### Text provided
This is a chapter of mostly whole-grain salads, plus a few other items that you can keep in the fridge for days at a stretch. Most are probably best for lunch, although it’s hard to argue with a grain salad and some creamy hummus for a dinner without much fuss in the warmer months. Still, most of these dishes can be made on the weekend, saved in the fridge in sealable containers, and relished throughout the week for midday meals.
And that’s a great thing—because lunch all too frequently gets squeezed by all sorts of constraints, some of your own making, some not. You end up with a subpar sandwich on the run or a wilted salad at your desk. There’s little to savor in any of that.
Too bad. Eating is not only about sustenance. It’s fundamentally about pleasure. Yes, when we taste something wonderful, we sense the saliva in our mouths and the gurgle in our stomachs. But we might not know about other, less familiar reactions: chemicals in the brain that set us up for anticipation and fulfillment from our mouths to our stomachs.

### Provided data
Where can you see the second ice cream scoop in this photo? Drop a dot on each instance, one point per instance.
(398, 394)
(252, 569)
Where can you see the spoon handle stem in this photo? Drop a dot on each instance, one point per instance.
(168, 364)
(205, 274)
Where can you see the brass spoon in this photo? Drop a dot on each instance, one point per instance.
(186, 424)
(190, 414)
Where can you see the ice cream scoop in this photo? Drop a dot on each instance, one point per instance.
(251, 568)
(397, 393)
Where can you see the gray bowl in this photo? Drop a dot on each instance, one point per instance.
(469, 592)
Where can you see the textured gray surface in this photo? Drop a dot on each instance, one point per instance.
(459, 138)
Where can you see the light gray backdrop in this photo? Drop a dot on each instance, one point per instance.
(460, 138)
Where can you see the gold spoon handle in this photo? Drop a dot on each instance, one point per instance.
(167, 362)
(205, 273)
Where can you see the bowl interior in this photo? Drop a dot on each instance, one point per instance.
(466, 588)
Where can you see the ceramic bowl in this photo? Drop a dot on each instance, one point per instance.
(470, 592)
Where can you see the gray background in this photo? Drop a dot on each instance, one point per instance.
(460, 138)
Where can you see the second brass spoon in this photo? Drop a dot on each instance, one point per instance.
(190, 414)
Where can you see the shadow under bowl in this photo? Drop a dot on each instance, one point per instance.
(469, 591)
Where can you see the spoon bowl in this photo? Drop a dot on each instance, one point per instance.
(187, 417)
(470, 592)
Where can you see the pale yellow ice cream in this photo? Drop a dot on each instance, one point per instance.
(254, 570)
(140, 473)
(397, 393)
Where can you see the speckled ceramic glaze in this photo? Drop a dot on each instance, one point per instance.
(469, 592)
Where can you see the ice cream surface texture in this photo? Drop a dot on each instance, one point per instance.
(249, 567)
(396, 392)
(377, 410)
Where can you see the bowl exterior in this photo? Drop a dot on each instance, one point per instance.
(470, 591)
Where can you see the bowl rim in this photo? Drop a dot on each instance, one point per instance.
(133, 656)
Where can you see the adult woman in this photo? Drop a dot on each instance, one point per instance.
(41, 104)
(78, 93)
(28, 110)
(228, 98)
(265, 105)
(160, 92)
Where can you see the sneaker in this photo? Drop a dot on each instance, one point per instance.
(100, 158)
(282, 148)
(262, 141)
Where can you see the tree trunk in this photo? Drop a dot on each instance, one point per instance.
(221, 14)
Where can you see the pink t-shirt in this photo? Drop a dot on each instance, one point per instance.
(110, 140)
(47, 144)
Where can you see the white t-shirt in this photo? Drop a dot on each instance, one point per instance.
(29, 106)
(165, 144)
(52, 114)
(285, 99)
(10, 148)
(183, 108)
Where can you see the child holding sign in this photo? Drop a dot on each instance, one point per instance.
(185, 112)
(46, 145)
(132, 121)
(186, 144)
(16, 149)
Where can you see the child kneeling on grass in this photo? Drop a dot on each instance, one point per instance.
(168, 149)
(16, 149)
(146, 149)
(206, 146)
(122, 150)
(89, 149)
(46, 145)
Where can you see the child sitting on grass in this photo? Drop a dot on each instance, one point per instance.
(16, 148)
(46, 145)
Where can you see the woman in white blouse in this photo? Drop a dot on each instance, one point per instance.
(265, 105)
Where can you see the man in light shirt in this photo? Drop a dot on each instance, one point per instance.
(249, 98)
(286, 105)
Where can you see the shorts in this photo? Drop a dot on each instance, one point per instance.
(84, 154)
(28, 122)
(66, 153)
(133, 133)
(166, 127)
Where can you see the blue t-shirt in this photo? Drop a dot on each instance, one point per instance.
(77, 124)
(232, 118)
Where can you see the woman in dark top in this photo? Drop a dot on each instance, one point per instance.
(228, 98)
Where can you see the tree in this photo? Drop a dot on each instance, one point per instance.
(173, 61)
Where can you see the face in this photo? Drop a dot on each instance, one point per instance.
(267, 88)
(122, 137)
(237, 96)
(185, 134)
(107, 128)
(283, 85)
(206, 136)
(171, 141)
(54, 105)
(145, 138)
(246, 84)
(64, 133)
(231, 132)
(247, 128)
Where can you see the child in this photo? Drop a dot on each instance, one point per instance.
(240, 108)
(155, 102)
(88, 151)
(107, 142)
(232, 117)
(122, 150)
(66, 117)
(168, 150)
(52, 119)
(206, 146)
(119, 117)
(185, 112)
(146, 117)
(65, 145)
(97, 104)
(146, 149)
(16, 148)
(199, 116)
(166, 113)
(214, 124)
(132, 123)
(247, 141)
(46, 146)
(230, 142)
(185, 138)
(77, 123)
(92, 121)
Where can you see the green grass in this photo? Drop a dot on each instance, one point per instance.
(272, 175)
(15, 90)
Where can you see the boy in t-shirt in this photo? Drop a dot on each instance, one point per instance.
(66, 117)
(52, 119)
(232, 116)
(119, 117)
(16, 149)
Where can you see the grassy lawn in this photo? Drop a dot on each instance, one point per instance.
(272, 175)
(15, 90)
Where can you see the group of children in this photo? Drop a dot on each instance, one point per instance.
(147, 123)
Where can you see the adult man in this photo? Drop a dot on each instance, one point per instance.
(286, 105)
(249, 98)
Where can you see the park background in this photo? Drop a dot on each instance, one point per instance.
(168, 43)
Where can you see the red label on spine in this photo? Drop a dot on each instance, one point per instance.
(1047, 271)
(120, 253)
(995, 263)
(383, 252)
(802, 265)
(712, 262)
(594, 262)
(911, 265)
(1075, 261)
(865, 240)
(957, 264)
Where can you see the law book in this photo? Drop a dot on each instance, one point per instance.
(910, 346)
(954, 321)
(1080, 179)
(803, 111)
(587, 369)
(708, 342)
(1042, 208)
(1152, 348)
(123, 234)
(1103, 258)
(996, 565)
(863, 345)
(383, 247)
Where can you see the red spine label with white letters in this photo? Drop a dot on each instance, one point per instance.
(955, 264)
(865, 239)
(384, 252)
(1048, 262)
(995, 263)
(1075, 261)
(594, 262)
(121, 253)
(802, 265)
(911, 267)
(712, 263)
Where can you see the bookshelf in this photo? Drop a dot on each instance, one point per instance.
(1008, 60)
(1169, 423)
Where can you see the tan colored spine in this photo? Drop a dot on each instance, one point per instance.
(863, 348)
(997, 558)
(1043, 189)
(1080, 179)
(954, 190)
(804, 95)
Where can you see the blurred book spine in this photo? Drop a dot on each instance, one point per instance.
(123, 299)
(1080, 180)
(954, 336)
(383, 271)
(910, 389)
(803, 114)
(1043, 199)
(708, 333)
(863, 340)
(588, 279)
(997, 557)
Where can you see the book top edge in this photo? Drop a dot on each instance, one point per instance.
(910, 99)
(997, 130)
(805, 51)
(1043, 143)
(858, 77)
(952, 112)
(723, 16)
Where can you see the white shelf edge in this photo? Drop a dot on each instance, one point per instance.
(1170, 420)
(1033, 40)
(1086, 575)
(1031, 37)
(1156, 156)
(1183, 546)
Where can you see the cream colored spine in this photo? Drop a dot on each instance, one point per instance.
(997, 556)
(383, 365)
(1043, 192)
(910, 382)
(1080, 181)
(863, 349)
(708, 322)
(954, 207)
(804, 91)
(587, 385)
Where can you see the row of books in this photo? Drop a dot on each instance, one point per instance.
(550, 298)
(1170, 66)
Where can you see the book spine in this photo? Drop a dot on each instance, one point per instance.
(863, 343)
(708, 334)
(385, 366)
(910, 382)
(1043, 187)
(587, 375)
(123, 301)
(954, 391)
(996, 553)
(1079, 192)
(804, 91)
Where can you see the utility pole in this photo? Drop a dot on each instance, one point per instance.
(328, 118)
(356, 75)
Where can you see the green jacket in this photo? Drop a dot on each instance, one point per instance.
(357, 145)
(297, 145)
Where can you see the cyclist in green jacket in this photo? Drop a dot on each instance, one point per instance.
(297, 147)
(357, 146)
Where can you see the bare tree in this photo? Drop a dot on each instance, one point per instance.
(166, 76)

### To be done
1) In the passage on whole-grain salads, when can most of the dishes be made?
2) Translate this sentence from the passage on whole-grain salads into Spanish: "Eating is not only about sustenance."
3) Resume the passage on whole-grain salads, picking up right after its final sentence.

### Responses in order
1) On the weekend.

2) Comer no se trata solo de sustento.

3)
Did you know you have as many neurons lining your digestive track as exist up in your head? Things don’t just taste good. They feel good—because of the release of a powerful neurotransmitter from your head to your stomach: dopamine, common across a huge spectrum of life, vertebrates to invertebrates. Among other things, it stimulates voluntary movement. See a fly, swat it, and thank dopamine. But it also sets up a reward-based pleasure principle in the digestive track—and all the way back up to the brain.
And how does this feel-good, warm-and-fuzzy dopamine make its appearance? First, it gets triggered by our personal, culinary histories. When we taste something delicious, we ping the brain’s hippocampus, our memory center. If we find tastes that match or are analogous to previously pleasurable ones, that ping sets off the Rube Goldberg cascade of chemicals that finally leads to dopamine all the way down the body.
Second, dopamine is triggered by chewing. Moving our jaws, we signal the vagus nerve to start firing. (It’s pronounced VAY-gus, as in Las Vegas.) That nerve is the single link between those up-top neurons and the ones in our digestive tracks. By chewing, we give the vagus nerve permission to release more of the pleasurable stuff.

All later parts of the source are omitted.